■ 課題 1: ドイツの飲食業界に関する記事によると、マレードが会社更生手続きの適用を申請する裁判所はどこか。
■ 課題 2: ドイツの飲食業界に関する記事を、最後の文の後から書き継ぐこと。

----- 本文 -----

ステーキハウスのチェーン店を展開する独マレードは23日、デュッセルドルフ区裁判所に会社更生手続きの適用を申請することを明らかにした。新型コロナウイルスの流行に伴う飲食店の営業命令を受けて経営破たんへと追い込まれた格好。イタリア料理チェーン大手の独ヴァピアノもすでに、会社更生手続きの適用申請の準備を進めるなど、飲食業界は厳しい状況に陥っている。
ドイツでは18日からレストランの夜間営業が禁止。23日からはデリバリーサービスとテイクアウトを除いて全面的に禁止された。このため、デリバリーもテイクアウトも行えない飲食店は営業停止へと追い込まれている。
だが、営業停止で収入がなくなっても、店舗の賃貸料や人件費は支払い続けなければならないことから、資金繰りがにわかに悪化している。

----- データ一覧 -----

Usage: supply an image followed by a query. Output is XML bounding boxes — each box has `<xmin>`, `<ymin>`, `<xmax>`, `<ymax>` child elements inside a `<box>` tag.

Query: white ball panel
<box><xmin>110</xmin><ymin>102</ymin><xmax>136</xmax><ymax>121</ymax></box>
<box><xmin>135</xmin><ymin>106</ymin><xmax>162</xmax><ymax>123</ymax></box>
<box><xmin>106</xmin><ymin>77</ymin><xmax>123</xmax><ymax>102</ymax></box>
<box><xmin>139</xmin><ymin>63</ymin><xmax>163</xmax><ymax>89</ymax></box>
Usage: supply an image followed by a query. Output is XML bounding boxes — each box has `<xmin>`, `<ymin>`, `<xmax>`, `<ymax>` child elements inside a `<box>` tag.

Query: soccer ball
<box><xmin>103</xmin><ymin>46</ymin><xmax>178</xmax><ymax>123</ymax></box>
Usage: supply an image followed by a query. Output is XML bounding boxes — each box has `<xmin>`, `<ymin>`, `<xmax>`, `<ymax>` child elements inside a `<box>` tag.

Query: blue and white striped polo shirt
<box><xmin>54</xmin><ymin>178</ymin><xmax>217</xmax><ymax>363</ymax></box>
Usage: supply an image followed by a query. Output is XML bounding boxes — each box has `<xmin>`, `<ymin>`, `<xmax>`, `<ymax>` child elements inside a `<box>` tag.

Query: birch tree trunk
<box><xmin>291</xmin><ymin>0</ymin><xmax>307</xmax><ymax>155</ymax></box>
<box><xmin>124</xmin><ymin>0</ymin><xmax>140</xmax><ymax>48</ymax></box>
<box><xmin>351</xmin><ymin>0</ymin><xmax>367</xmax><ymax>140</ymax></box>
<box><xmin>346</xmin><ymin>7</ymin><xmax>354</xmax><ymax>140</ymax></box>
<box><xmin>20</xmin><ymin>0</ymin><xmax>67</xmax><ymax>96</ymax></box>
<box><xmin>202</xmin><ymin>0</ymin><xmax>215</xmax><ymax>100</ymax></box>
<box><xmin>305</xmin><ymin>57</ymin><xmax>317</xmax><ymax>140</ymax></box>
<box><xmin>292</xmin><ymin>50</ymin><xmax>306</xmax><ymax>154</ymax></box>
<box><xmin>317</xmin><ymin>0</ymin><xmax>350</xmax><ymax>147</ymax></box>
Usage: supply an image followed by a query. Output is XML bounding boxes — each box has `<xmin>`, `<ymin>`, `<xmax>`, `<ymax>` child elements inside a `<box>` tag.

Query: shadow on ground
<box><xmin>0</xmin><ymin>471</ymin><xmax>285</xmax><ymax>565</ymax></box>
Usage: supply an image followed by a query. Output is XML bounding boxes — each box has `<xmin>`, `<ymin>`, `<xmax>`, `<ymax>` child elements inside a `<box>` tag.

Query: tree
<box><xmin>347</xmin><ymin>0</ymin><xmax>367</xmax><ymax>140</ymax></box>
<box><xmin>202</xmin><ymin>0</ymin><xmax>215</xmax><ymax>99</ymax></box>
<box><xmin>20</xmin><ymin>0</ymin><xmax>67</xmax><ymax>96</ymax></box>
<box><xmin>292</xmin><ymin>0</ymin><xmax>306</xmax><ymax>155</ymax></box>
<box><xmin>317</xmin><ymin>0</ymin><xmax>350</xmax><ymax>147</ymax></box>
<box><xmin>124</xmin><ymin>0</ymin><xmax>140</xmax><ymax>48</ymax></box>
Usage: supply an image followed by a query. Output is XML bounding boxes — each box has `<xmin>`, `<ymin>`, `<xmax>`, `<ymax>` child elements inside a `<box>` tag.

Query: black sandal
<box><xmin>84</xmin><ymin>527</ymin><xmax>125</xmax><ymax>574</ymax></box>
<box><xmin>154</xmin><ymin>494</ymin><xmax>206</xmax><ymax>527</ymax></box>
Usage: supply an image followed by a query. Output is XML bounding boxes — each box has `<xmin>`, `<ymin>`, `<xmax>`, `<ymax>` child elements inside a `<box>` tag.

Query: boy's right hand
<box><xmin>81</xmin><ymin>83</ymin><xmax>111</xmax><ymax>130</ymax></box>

-----

■ 解答 1: デュッセルドルフ区裁判所

■ 解答 2:
マレードはドイツを中心に37店舗を展開。雇用規模はドイツが約950人、オーストリアが54人に上る。年商は5,000万ユーロ。
ヴァピアノの店舗数は230カ所(独本国は55カ所)で、雇用規模は1万人(同3,800人)に上る。事業の急速な拡大が響いて昨年から経営が悪化しており、主要株主、取引先銀行との間で再建策を取りまとめた矢先だった。新型コロナの流行で状況が一段と悪化したことから、現状では主要株主も取引先銀行も再建支援契約に調印しない意向だ。
両社とも政府が打ち出した緊急支援策に期待を示している。